Problems:
**A)** Answer from the Gonzales microgrid text:
(i) How long does the necessary substation expansion process usually take?
(ii) What mix of energy sources will the microgrid use?
(iii) What facility is Gonzales planning that could supply its natural-gas units with carbon-neutral fuel?
**B)** Pick up the Gonzales microgrid text after its final sentence and extend it.

Article:
•••

Not only is access to sufficient energy restricting economic growth of the region but poor grid quality has placed local industry and millions worth of perishable products at risk. Additionally, PG&E’s fire-prevention blackouts, left the the city without power for days on end, providing another substantial financial risk.

In many municipalities such as Gonzales, PG&E substations are the determining factor in a grid’s ability to supply power. The necessary expansion process usually takes three to five years due to PG&E backlogs, not including the difficulty of approving upgrades. Furthermore, simple expansions do not introduce the redundancy required in increasingly volatile climates where resilience is essential to reliable and scalable power.

The introduction of a micro-grid, in parallel with existing systems provides an opportunity to engage diverse energy sources and community energy stakeholders. For Gonzales,

With a mix of roughly 80 percent renewable energy and 20 percent natural gas, the power will be cleaner than what PG&E supplies at present. That lines up with the city’s climate action plan calling for sustainable energy development and reducing carbon emissions to meet its economic and social goals. Gonzales is planning a wastewater treatment plant methane capture facility that could supply its natural-gas units with carbon-neutral fuel in future years

By facilitating collaboration between municipal utility, large electricity customers as anchor tenants, and a microgrid developer to fund and manage the solar, battery and natural-gas-powered system, Gonzales is pioneering a model that could provide reliable, clean energy solutions, and inspiration far beyond its city limits.

•••

Supplied material:
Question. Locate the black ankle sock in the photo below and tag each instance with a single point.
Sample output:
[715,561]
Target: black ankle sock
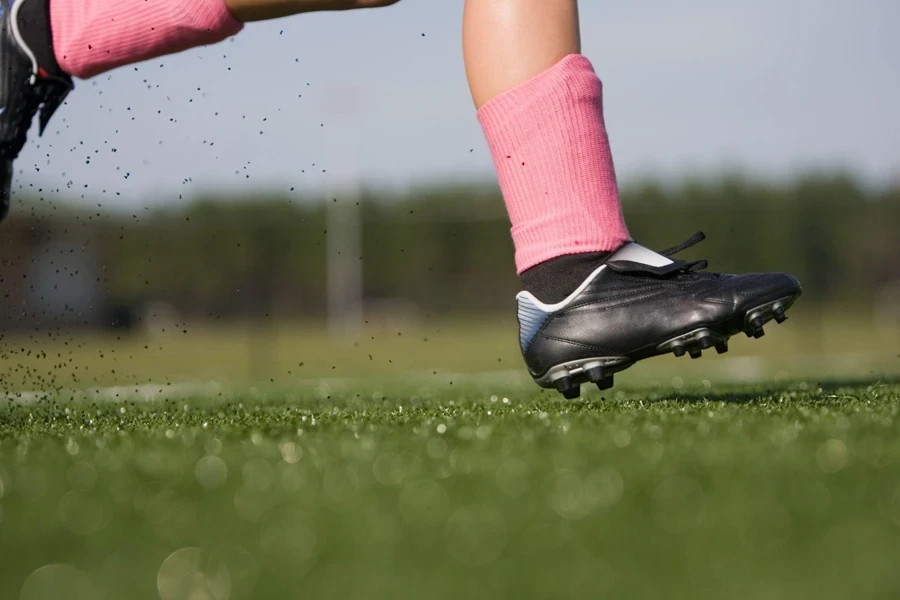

•••

Answers by task:
**A)**
(i) Three to five years, due to PG&E backlogs, not counting the difficulty of approving upgrades.
(ii) Roughly 80 percent renewable energy and 20 percent natural gas.
(iii) A wastewater treatment plant methane capture facility.

**B)**
Through establishing a “multi-customer municipal utility energy services agreement” many of the more complex barriers to microgrid development in California could be alleviated, according to concentric Power, CEO Brian Curtis. Specifically the price involved in establishing new systems can be offloaded from often already overwhelmed local municipalities.

“We’re flexing the power of a municipal utility to act as a load-serving entity,” explained Dustin Jolley, founder and principal of OurEnergy, the technical advisory firm and project developer that advised the city on designing the plan and the 2019 request for proposals for the Gonzales project.